** Your instructions **
Extract the data exactly, missing nothing.

** Records shown **
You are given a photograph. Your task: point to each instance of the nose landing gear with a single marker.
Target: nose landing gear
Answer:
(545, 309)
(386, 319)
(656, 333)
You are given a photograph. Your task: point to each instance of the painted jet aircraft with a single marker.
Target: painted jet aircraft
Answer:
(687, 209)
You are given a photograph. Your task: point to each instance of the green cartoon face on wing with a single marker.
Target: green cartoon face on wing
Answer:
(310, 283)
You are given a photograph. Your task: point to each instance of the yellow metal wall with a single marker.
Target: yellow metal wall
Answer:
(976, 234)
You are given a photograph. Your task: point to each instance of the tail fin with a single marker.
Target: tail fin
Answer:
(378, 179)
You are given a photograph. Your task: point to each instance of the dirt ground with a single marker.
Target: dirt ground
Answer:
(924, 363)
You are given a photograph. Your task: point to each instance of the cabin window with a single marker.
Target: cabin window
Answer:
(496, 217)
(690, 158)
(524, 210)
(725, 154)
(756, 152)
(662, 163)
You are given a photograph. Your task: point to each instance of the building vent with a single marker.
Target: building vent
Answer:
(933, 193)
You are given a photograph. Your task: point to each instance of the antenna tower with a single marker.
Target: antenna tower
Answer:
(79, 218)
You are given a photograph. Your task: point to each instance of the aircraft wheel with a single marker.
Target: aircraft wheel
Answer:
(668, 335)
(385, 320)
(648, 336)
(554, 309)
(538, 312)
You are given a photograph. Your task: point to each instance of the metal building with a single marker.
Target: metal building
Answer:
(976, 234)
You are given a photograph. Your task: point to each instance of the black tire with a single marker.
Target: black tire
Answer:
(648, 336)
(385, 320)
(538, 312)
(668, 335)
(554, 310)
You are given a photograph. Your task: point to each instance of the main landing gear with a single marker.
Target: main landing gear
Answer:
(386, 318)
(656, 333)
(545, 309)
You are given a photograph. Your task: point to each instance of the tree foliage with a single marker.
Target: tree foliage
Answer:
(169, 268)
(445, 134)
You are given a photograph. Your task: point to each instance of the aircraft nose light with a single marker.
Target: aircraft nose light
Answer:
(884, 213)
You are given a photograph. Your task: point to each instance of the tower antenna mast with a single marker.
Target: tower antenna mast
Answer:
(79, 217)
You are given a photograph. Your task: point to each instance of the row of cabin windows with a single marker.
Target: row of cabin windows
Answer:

** Finished task **
You are given a photograph. Your task: point to each instance of the nose landing gear with a single marker.
Target: nose landing gear
Answer:
(545, 309)
(386, 319)
(656, 333)
You are given a photograph. Your task: point to each instance of the painted jet aircraft with a single marker.
Target: painted jet aircraft
Answer:
(687, 209)
You are given a photograph. Your task: point to each instance of the green cartoon face on wing with a single marker.
Target: green cartoon face on wing
Answer:
(310, 283)
You are given a photograph. Your task: point to each instance of the yellow metal wall with a single marker.
Target: yellow metal wall
Answer:
(976, 234)
You are given a photograph. Your task: point to each instance of the tail fin with a single marker.
Target: tail fin
Answer:
(378, 179)
You are given a photograph. Your task: point to each instance of the dirt ground with a single marker.
Target: dirt ground
Answer:
(924, 363)
You are given a photograph. Your task: point to each instance of the cabin window with a single marker.
Target: cabin window
Answer:
(496, 217)
(690, 158)
(524, 210)
(725, 154)
(756, 152)
(662, 163)
You are given a photograph. Your task: point to each instance of the building vent with a single marker.
Target: building vent
Answer:
(933, 193)
You are given a photograph. Your task: point to each instance of the antenna tower with a single marker.
Target: antenna tower
Answer:
(79, 218)
You are given a photograph. Your task: point to each instance of the aircraft wheel with a single marker.
Target: aircraft wheel
Answer:
(668, 335)
(385, 320)
(648, 336)
(554, 309)
(538, 312)
You are given a photograph. Your task: point to each instance of the metal building with a single marker.
Target: metal building
Answer:
(976, 234)
You are given a photograph. Your task: point to each instance of the black tire with a single marker.
Target: black tire
Answer:
(648, 336)
(385, 320)
(538, 312)
(668, 335)
(554, 310)
You are given a photograph. Your task: point to each instance of the main landing gear with a single marker.
Target: main landing gear
Answer:
(386, 318)
(656, 333)
(545, 309)
You are given a photograph. Your task: point to each instance of the tree foliage with a single marker.
Target: tree foliage
Answer:
(169, 268)
(445, 134)
You are given a photograph. Your task: point to each instance of the aircraft nose light with a single marker.
Target: aircraft nose light
Answer:
(884, 213)
You are given a photograph. Your task: point to each instance of the tower antenna mast with a single marker.
Target: tower antenna mast
Answer:
(79, 217)
You are given a photograph. Your task: point to each instance of the row of cabin windows with a single marker.
Target: row of cabin windows
Answer:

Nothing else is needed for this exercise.